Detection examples
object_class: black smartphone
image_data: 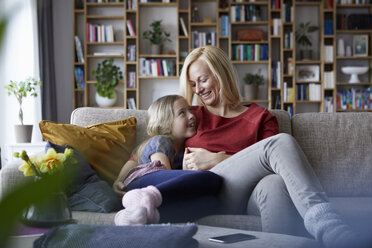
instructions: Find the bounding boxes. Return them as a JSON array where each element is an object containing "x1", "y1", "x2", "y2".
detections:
[{"x1": 209, "y1": 233, "x2": 256, "y2": 243}]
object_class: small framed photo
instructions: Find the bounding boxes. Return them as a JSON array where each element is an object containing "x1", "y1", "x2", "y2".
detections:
[
  {"x1": 353, "y1": 35, "x2": 368, "y2": 56},
  {"x1": 296, "y1": 65, "x2": 319, "y2": 82}
]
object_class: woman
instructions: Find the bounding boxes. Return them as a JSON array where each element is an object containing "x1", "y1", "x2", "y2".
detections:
[
  {"x1": 115, "y1": 95, "x2": 222, "y2": 225},
  {"x1": 180, "y1": 46, "x2": 355, "y2": 247}
]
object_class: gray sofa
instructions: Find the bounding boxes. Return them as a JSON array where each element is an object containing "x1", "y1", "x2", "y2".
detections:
[{"x1": 0, "y1": 108, "x2": 372, "y2": 241}]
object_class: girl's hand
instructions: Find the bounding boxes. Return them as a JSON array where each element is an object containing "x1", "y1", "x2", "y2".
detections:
[
  {"x1": 182, "y1": 147, "x2": 229, "y2": 170},
  {"x1": 112, "y1": 180, "x2": 125, "y2": 196}
]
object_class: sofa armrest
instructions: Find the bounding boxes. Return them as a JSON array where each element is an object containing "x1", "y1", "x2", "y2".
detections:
[{"x1": 0, "y1": 160, "x2": 27, "y2": 199}]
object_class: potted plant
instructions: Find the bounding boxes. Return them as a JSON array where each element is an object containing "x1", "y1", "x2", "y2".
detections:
[
  {"x1": 4, "y1": 77, "x2": 41, "y2": 143},
  {"x1": 296, "y1": 22, "x2": 319, "y2": 60},
  {"x1": 143, "y1": 20, "x2": 171, "y2": 54},
  {"x1": 243, "y1": 73, "x2": 265, "y2": 100},
  {"x1": 92, "y1": 58, "x2": 123, "y2": 107}
]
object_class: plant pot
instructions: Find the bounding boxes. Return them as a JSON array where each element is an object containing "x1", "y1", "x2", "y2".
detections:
[
  {"x1": 244, "y1": 84, "x2": 258, "y2": 100},
  {"x1": 21, "y1": 177, "x2": 73, "y2": 227},
  {"x1": 151, "y1": 45, "x2": 163, "y2": 54},
  {"x1": 96, "y1": 92, "x2": 117, "y2": 107},
  {"x1": 14, "y1": 125, "x2": 34, "y2": 143},
  {"x1": 300, "y1": 49, "x2": 313, "y2": 60}
]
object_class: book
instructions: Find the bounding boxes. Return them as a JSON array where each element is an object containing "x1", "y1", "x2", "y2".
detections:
[
  {"x1": 127, "y1": 20, "x2": 136, "y2": 36},
  {"x1": 75, "y1": 35, "x2": 85, "y2": 63},
  {"x1": 180, "y1": 17, "x2": 189, "y2": 36}
]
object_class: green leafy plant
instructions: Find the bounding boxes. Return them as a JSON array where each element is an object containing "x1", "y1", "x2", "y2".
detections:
[
  {"x1": 296, "y1": 22, "x2": 319, "y2": 49},
  {"x1": 243, "y1": 73, "x2": 265, "y2": 86},
  {"x1": 4, "y1": 77, "x2": 41, "y2": 125},
  {"x1": 92, "y1": 58, "x2": 123, "y2": 99},
  {"x1": 143, "y1": 20, "x2": 171, "y2": 45}
]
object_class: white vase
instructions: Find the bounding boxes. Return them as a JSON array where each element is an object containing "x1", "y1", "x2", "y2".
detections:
[
  {"x1": 337, "y1": 39, "x2": 345, "y2": 56},
  {"x1": 14, "y1": 125, "x2": 34, "y2": 143},
  {"x1": 96, "y1": 92, "x2": 117, "y2": 108}
]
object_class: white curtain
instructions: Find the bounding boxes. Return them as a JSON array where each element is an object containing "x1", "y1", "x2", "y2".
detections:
[{"x1": 0, "y1": 0, "x2": 42, "y2": 150}]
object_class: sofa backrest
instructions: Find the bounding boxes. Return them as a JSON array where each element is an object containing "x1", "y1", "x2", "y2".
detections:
[{"x1": 292, "y1": 112, "x2": 372, "y2": 196}]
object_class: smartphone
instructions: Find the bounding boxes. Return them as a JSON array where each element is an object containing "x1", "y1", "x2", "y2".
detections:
[{"x1": 209, "y1": 233, "x2": 256, "y2": 243}]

Task
Rewrite all the entries above with every "object_class" changed to "target_label" and everything else left as is. Leave out the pictures.

Correct answer
target_label: black smartphone
image_data: 
instructions: Find the bounding boxes. Return them as a JSON array where each element is an object containing "x1", "y1", "x2", "y2".
detections:
[{"x1": 209, "y1": 233, "x2": 256, "y2": 243}]
target_label: small framed photo
instructions: Find the bounding boxes. Return them as a JSON array where each element is an object containing "x1", "y1", "x2", "y2".
detections:
[
  {"x1": 353, "y1": 35, "x2": 368, "y2": 56},
  {"x1": 296, "y1": 65, "x2": 319, "y2": 82}
]
target_label: woman
instructions: Find the bounding boxes. Return them as a JSON array where each element is an object containing "x1", "y1", "x2", "y2".
detections:
[
  {"x1": 115, "y1": 95, "x2": 222, "y2": 225},
  {"x1": 180, "y1": 46, "x2": 355, "y2": 247}
]
target_label: gray sofa
instructions: Find the bounding boxes. Return them as a JSON array where each element is an object containing "x1", "y1", "x2", "y2".
detections:
[{"x1": 0, "y1": 108, "x2": 372, "y2": 241}]
target_label: girl's hand
instructions: Find the bounding boxes. Return them as a JSON array where each element is an object containing "x1", "y1", "x2", "y2".
detections:
[
  {"x1": 182, "y1": 147, "x2": 229, "y2": 170},
  {"x1": 112, "y1": 180, "x2": 125, "y2": 196}
]
target_label: sofa armrest
instructions: Find the bounding boxes. Return them as a JSON array where each element is an object containing "x1", "y1", "x2", "y2".
detections:
[{"x1": 0, "y1": 160, "x2": 27, "y2": 199}]
target_label: potted plant
instructions: Find the bounding boxes. Return them as a JSON array where each element is an object containing "x1", "y1", "x2", "y2".
detections:
[
  {"x1": 4, "y1": 77, "x2": 41, "y2": 143},
  {"x1": 296, "y1": 22, "x2": 319, "y2": 60},
  {"x1": 143, "y1": 20, "x2": 171, "y2": 54},
  {"x1": 243, "y1": 73, "x2": 265, "y2": 100},
  {"x1": 92, "y1": 58, "x2": 123, "y2": 107}
]
target_label: plant pot
instructions: Find the bounding boxes. Return them as a JSON array where each element is an object containing "x1", "y1", "x2", "y2".
detections:
[
  {"x1": 244, "y1": 84, "x2": 258, "y2": 100},
  {"x1": 21, "y1": 177, "x2": 73, "y2": 227},
  {"x1": 151, "y1": 45, "x2": 163, "y2": 54},
  {"x1": 96, "y1": 92, "x2": 117, "y2": 107},
  {"x1": 14, "y1": 125, "x2": 34, "y2": 143},
  {"x1": 300, "y1": 49, "x2": 313, "y2": 60}
]
target_label: book
instructions: Find the bounding boxes. Return them as a JSON array where each element is an object containing "x1", "y1", "x2", "y2".
detections:
[
  {"x1": 127, "y1": 20, "x2": 136, "y2": 36},
  {"x1": 75, "y1": 35, "x2": 85, "y2": 63},
  {"x1": 180, "y1": 17, "x2": 189, "y2": 36}
]
target_label: green leafy plant
instructions: Find the bounding boxes. Return them as a JSON array where each element is an object containing "x1", "y1", "x2", "y2".
detections:
[
  {"x1": 296, "y1": 22, "x2": 319, "y2": 49},
  {"x1": 243, "y1": 73, "x2": 265, "y2": 86},
  {"x1": 4, "y1": 77, "x2": 41, "y2": 125},
  {"x1": 92, "y1": 58, "x2": 123, "y2": 99},
  {"x1": 143, "y1": 20, "x2": 171, "y2": 45}
]
target_label: white vase
instructions: Find the bounding boxes. Return them as a JSON array where each element is an object containing "x1", "y1", "x2", "y2".
detections:
[
  {"x1": 337, "y1": 39, "x2": 345, "y2": 56},
  {"x1": 14, "y1": 125, "x2": 34, "y2": 143},
  {"x1": 96, "y1": 92, "x2": 117, "y2": 108}
]
target_label: white curtain
instructions: Find the bounding boxes. Return them as a JSON array where each element is an object containing "x1", "y1", "x2", "y2".
detections:
[{"x1": 0, "y1": 0, "x2": 42, "y2": 150}]
target_label: sofa backrest
instructions: Find the bounding boxes. Return them as a JSON array where each element is an object containing "x1", "y1", "x2", "y2".
detections:
[{"x1": 292, "y1": 112, "x2": 372, "y2": 196}]
target_label: smartphone
instructions: Find the bounding boxes. Return them as a JSON array where each element is an object containing "x1", "y1", "x2", "y2".
detections:
[{"x1": 209, "y1": 233, "x2": 256, "y2": 243}]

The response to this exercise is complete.